EXTRACTED DATA Start Marker
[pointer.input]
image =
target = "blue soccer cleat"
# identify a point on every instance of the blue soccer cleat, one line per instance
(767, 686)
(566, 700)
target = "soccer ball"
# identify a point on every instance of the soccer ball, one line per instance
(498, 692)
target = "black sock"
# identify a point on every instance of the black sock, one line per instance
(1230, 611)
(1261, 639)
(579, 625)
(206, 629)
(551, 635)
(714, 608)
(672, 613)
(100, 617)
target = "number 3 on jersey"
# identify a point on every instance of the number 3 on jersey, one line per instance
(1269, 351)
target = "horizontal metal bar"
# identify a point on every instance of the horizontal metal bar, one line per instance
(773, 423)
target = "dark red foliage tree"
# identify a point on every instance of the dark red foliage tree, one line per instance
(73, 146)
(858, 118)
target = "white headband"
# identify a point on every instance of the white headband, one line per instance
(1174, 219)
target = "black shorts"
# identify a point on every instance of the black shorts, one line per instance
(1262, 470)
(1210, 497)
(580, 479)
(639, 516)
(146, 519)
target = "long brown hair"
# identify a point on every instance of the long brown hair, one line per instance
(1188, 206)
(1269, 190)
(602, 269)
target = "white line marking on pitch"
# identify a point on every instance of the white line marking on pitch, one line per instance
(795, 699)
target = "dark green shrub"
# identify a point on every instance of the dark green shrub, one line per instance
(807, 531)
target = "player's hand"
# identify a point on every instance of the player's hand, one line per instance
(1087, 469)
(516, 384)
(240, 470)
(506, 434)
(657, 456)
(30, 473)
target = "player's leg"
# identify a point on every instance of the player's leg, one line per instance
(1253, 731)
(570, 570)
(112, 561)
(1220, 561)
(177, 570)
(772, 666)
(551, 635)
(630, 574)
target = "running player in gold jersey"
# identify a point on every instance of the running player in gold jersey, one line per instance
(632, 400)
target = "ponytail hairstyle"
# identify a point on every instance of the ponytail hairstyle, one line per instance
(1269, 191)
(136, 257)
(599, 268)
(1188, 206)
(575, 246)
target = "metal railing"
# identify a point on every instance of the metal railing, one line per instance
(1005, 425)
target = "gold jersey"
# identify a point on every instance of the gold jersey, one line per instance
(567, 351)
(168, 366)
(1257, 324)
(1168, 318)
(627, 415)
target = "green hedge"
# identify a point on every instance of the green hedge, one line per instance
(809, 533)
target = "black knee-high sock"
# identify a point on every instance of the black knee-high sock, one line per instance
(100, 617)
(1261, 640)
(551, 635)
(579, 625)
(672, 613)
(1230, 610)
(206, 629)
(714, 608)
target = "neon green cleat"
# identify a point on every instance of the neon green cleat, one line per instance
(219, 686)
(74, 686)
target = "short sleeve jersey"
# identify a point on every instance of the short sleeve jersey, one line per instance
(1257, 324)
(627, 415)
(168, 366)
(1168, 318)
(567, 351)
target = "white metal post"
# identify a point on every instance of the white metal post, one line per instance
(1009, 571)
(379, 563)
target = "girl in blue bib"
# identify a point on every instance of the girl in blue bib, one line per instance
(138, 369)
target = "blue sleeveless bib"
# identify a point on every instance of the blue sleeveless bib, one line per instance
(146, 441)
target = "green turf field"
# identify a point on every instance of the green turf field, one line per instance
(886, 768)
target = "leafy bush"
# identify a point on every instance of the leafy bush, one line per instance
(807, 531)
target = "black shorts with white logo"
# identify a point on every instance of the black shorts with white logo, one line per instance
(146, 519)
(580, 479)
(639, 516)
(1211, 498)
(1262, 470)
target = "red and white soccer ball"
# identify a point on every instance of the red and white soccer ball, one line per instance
EXTRACTED DATA End Marker
WORK ORDER ▸
Please print all of the material again with no alteration.

EXERCISE RESULT ▸
[pointer.input]
image =
target = "blue soccer cleat"
# identify a point on every instance of the blue soccer cleat, one line per instance
(767, 686)
(566, 700)
target = "soccer ball"
# identify a point on every instance of the soccer ball, one line per instance
(498, 692)
target = "black sock"
# identify a point on every instance of the black sock, one line per instance
(1230, 611)
(1261, 639)
(579, 625)
(206, 629)
(551, 635)
(714, 608)
(672, 613)
(100, 617)
target = "number 3 on jersey"
# identify a point on every instance of the number 3 on jersey, one line per instance
(1269, 351)
target = "horizontal metal bar"
# identify a point on every instance of the horizontal metal bar, one line per instance
(773, 423)
target = "dark red foliage tree"
# identify a point on every instance of the dark red foliage tree, one line per instance
(73, 146)
(858, 118)
target = "white headband"
# identify a point on every instance of the white headband, one line per instance
(1174, 219)
target = "black shorts"
# identify a point on every instance of the black shorts, one line per instance
(1262, 470)
(1210, 497)
(580, 479)
(639, 516)
(146, 519)
target = "long brown hair"
# identify a point on every instance of the long brown hair, one line per instance
(1188, 206)
(1269, 190)
(602, 269)
target = "white line marking on pitch"
# identify a point on every instance of the white line marking on pitch, one line per instance
(795, 699)
target = "dark green shrub"
# identify a point on every instance of the dark green shrub, one line per instance
(807, 531)
target = "player's hand"
# identify a point on every instance of the player's hand, one line per instance
(1087, 469)
(516, 384)
(240, 470)
(506, 434)
(657, 456)
(30, 473)
target = "player's leg"
# identify a point on every instance of the player's leg, one line per instance
(1253, 731)
(570, 570)
(112, 561)
(1220, 561)
(177, 570)
(772, 666)
(551, 635)
(630, 574)
target = "running player in gold jersey"
# identify a point on every instance of the running player in gold jersey, one line per instance
(632, 400)
target = "ponytail hairstyle"
# identify a point on every instance of the ponytail hairstyle, one line per instance
(1269, 191)
(136, 257)
(599, 268)
(1188, 206)
(575, 246)
target = "metal railing"
# identify a point on every instance of the metal railing, one line per instance
(1005, 425)
target = "gold jersey"
# identify a point on every instance of the gold jersey, one line per instance
(567, 351)
(168, 366)
(1257, 324)
(1168, 318)
(627, 415)
target = "green hedge"
# identify a point on every instance of the green hedge, one line per instance
(809, 533)
target = "black knee-high sock"
# identify a point on every instance of the black knee-high sock, one line per instance
(100, 617)
(1261, 640)
(551, 635)
(579, 625)
(672, 613)
(1230, 610)
(206, 629)
(714, 608)
target = "neon green cleat"
# identify a point on every instance of the neon green cleat, one line per instance
(219, 686)
(74, 686)
target = "short sleeve jersey"
# identify a point on every instance of the short sleeve jersey, one line per instance
(1257, 324)
(627, 415)
(168, 366)
(1168, 318)
(567, 351)
target = "white metal post"
# identify a point on every instance of the white metal post, one line per instance
(1009, 571)
(379, 563)
target = "girl in blue bib"
# identify a point on every instance of the girl in blue bib, one line per instance
(138, 369)
target = "blue sleeveless bib"
# identify a point on every instance of the blue sleeveless bib, one line per instance
(146, 441)
target = "green turf field"
# identify a point on every instance of the green turf field, one line per instance
(886, 768)
target = "leafy bush"
# identify a point on every instance of the leafy bush, one line per instance
(807, 531)
target = "black shorts with white logo"
# identify a point on every instance of the black shorts with white logo, one line per instance
(146, 519)
(580, 479)
(639, 516)
(1211, 498)
(1262, 470)
target = "red and white soccer ball"
# identify a point on every instance of the red and white soccer ball, one line per instance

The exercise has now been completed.